Update the data below so that every "in the photo above" reads "in the image above", and leave everything else as it is.
==== Task data ====
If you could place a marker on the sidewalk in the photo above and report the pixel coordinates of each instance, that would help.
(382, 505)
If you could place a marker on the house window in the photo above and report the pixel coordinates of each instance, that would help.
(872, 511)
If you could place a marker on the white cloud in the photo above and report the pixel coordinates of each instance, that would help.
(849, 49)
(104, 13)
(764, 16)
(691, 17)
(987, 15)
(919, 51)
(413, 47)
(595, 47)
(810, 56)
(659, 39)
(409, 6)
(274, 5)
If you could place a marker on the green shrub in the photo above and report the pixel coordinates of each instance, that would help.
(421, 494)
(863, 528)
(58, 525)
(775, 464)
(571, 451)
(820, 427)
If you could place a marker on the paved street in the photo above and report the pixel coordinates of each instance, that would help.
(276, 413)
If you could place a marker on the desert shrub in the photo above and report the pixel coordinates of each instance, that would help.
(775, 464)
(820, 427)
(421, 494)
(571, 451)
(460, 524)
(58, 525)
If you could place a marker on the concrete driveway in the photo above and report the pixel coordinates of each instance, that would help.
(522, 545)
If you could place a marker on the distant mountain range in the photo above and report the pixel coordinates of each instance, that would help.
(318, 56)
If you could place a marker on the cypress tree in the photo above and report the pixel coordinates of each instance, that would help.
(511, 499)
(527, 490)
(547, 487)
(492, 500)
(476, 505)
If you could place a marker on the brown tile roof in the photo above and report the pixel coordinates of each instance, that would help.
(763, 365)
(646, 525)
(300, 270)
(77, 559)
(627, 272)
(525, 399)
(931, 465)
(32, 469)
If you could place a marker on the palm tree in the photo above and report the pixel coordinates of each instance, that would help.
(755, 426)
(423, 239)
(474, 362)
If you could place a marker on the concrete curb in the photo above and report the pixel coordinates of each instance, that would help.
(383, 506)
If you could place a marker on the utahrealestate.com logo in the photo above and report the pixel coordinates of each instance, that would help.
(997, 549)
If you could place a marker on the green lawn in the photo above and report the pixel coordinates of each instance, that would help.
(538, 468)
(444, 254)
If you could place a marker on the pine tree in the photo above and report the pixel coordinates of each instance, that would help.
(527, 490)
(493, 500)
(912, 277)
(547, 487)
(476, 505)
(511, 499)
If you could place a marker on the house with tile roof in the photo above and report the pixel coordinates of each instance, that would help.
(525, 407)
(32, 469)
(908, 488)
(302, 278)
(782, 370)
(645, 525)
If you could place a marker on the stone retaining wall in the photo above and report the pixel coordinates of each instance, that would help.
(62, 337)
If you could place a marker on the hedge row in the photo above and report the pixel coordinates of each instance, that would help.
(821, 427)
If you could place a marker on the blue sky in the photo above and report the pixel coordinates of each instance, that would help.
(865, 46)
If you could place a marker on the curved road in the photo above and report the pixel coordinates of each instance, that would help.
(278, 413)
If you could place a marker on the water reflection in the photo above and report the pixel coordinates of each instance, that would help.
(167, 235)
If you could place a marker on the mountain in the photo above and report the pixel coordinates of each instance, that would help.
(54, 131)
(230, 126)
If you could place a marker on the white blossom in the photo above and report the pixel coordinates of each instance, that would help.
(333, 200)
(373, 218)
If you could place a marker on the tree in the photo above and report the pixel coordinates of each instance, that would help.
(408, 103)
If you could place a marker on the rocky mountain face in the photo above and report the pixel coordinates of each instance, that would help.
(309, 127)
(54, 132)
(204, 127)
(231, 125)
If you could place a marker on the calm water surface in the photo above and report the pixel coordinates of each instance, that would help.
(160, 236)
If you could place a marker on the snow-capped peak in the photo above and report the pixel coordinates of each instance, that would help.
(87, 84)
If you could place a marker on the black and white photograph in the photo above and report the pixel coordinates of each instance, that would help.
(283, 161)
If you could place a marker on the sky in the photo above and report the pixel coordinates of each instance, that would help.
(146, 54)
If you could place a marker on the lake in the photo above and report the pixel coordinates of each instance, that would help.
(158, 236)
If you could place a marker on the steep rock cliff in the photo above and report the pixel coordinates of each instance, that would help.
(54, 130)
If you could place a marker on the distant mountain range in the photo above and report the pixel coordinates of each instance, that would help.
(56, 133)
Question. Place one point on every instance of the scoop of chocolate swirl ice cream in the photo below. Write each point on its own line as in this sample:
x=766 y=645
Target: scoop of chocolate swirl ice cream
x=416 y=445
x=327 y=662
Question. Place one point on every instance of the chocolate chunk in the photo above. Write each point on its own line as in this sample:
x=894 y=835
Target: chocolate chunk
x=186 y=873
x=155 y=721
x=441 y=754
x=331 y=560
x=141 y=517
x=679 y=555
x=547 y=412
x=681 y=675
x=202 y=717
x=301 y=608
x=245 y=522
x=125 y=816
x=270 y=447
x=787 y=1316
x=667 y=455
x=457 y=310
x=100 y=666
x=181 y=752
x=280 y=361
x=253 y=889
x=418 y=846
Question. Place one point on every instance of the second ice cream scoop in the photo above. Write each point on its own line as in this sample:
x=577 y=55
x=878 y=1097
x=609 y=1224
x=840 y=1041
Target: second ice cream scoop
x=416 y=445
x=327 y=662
====
→ Full answer
If you could place a marker on the sidewalk in the image above and report the pixel coordinates of each instance, that would help.
(382, 505)
If you could place a marker on the house window in the image above and report the pixel coordinates of each instance, that would help.
(872, 511)
If you could place a marker on the white cloud in the image above and report the pixel coordinates of each instance, that would help.
(849, 49)
(104, 13)
(764, 16)
(691, 17)
(987, 15)
(919, 51)
(413, 47)
(595, 47)
(810, 56)
(659, 39)
(409, 6)
(274, 5)
If you could place a marker on the green shrub in the image above and report the pixel coordinates of each instance, that would help.
(421, 494)
(863, 528)
(58, 525)
(775, 464)
(571, 451)
(820, 427)
If you could place a marker on the paved street in the image above and report the pixel coordinates of each instance, that would help.
(276, 413)
If you could place a marker on the desert shrub in the image above and report the pixel coordinates of each instance, that would help.
(775, 464)
(820, 427)
(421, 494)
(571, 451)
(460, 524)
(58, 525)
If you could place a marker on the concrete driveway in the image above and report the pixel coordinates of each instance, that would help.
(522, 545)
If you could place a marker on the distant mountain range in the image above and report the pixel coordinates of each instance, that would help.
(318, 56)
If you could place a marker on the cypress tree in the image above and report the pixel coordinates of each instance, that would help.
(511, 499)
(527, 490)
(547, 487)
(492, 500)
(476, 505)
If you could place a marker on the brown tile roof in the image above and report the pixel coordinates of each instance, that would help.
(763, 365)
(646, 525)
(300, 270)
(77, 559)
(627, 272)
(525, 399)
(931, 465)
(32, 469)
If you could place a marker on the palm tree in the image above and report the pixel coordinates of each instance, that would help.
(755, 426)
(423, 239)
(474, 362)
If you could place a marker on the concrete curb in the image above and report the pixel coordinates of each instance, that would help.
(383, 506)
If you could place a marker on the utahrealestate.com logo in the image above and report the pixel coordinates of each instance, that would help.
(997, 549)
If you could place a marker on the green lawn in the image above and report the pixel coordinates of each instance, that would help.
(538, 468)
(444, 254)
If you could place a marker on the pine tree in the image above and report the pixel coordinates of each instance, that would help.
(527, 490)
(493, 500)
(912, 277)
(547, 487)
(476, 505)
(511, 499)
If you could place a marker on the house with tile roof in the image above and report the pixel coordinates of each instance, that would help.
(525, 407)
(32, 469)
(908, 488)
(302, 278)
(782, 370)
(645, 525)
If you could place a marker on the stone retaining wall in the image above and report the pixel coordinates of each instance, that would help.
(62, 337)
If you could place a marker on the hedge row in the image above and report the pixel coordinates of each instance, that would help.
(821, 427)
If you could place a marker on the blue sky in the image above and report the pixel coordinates of each instance, that would help.
(865, 46)
If you could place a marker on the curved road in the image above and report the pixel coordinates of each instance, that would help.
(278, 413)
If you could place a marker on the water reflection in the image above and report the pixel coordinates of each instance, that would help.
(167, 235)
If you could place a marker on the mountain in the image above and report the pixel coordinates of each instance, that would help.
(54, 131)
(230, 126)
If you could place a marker on the white blossom in the image above and report the pixel coordinates of each instance, that would help.
(333, 200)
(373, 218)
If you could place a marker on the tree in the image above and report the pixel coordinates of each instance, that would help.
(408, 103)
If you could place a marker on the rocky mountain face in the image above and report the pixel coordinates of each instance, that would help.
(309, 127)
(54, 132)
(204, 127)
(231, 125)
If you could place a marker on the calm water surface in the image above and report the pixel coordinates of each instance, that would help.
(160, 236)
If you could place a marker on the snow-capped peak in the image above and report the pixel coordinates of each instance, that would help.
(87, 84)
If you could place a marker on the black and white photograph in the image above and report the pixel coordinates of each instance, that would help.
(283, 161)
If you could place a marker on the sky in the image above and report the pixel coordinates of each instance, that would help.
(146, 54)
If you could place a marker on the lake in the image above and report the pixel coordinates of each instance, that would help.
(158, 236)
If you could place a marker on the steep rock cliff in the image above and report the pixel coordinates of each instance, that would help.
(54, 130)
If you could place a marker on the distant mountain range in the image above and report the pixel coordinates of each instance, that would help.
(56, 133)
Question. Place one point on every instance of the scoop of chocolate swirl ice cream in the photo below. Write each point on its own line as in this sample:
x=766 y=645
Target: scoop of chocolate swirl ice cream
x=416 y=445
x=327 y=662
Question. Place one point on every instance of the chocolate chunk in the image above. Write each point on its own line as in this sample:
x=894 y=835
Target: chocolate chunk
x=186 y=873
x=155 y=721
x=441 y=754
x=331 y=560
x=141 y=517
x=679 y=555
x=547 y=412
x=681 y=675
x=202 y=717
x=301 y=608
x=245 y=522
x=125 y=816
x=270 y=447
x=787 y=1316
x=667 y=455
x=457 y=310
x=100 y=666
x=181 y=752
x=280 y=361
x=253 y=889
x=418 y=846
Question. Place one point on every instance of the second ice cream scoop in the image above. Write each point on its own line as in this sample:
x=577 y=55
x=878 y=1097
x=609 y=1224
x=840 y=1041
Target: second ice cream scoop
x=416 y=445
x=327 y=662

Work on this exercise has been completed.